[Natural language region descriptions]
◇ ◇ ◇ ◇ ◇

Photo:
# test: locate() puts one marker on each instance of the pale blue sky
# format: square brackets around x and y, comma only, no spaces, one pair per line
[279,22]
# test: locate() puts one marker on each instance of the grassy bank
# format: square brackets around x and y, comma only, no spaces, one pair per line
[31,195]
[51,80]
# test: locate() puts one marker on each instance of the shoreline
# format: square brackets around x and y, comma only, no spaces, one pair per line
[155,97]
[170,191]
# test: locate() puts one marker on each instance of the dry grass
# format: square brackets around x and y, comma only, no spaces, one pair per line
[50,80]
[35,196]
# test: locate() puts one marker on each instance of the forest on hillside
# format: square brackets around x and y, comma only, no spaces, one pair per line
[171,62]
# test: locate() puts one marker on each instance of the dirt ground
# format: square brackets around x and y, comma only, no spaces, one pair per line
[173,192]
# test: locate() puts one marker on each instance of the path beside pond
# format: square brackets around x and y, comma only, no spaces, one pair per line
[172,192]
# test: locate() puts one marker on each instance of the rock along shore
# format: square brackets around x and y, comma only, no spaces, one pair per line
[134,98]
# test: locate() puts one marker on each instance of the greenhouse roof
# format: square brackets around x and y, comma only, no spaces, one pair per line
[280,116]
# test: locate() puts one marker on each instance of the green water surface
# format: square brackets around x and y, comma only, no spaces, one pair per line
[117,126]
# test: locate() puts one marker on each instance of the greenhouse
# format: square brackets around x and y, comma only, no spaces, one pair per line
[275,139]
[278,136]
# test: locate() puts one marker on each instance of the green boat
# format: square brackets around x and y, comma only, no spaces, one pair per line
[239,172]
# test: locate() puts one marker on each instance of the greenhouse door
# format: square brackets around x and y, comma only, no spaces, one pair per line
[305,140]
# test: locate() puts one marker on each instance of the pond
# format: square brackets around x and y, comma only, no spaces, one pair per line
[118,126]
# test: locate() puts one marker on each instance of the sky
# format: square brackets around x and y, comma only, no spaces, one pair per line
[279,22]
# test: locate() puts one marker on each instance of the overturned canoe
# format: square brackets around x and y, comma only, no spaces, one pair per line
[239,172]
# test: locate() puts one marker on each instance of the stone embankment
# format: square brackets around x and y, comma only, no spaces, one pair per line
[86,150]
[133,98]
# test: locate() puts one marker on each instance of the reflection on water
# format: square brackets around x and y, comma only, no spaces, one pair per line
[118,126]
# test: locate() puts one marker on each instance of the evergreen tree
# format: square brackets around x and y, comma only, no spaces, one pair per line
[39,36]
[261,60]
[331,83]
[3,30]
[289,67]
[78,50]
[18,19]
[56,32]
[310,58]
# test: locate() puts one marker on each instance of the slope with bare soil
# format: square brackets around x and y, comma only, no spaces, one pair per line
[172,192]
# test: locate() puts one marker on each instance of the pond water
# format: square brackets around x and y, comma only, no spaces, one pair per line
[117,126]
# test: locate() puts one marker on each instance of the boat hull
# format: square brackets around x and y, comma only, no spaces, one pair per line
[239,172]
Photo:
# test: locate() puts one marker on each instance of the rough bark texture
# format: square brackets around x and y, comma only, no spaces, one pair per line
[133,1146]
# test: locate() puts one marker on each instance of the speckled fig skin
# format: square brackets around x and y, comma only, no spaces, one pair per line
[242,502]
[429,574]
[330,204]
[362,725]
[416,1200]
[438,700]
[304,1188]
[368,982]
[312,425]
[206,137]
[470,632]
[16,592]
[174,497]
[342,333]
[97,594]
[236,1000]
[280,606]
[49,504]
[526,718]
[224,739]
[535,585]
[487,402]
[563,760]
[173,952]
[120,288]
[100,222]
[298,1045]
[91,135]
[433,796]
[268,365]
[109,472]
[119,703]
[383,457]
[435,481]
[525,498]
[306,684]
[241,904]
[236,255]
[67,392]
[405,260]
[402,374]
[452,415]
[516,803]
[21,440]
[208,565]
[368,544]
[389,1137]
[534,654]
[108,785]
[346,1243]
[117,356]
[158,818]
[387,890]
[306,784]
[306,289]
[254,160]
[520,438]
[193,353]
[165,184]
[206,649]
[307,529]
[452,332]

◇ ◇ ◇ ◇ ◇

WHAT THE EXERCISE ASKS -
Each line of the entries above that contains "boat" is to be copied.

RESPONSE BELOW -
# test: locate() puts one marker on each instance of the green boat
# test: locate() puts one marker on each instance of the boat hull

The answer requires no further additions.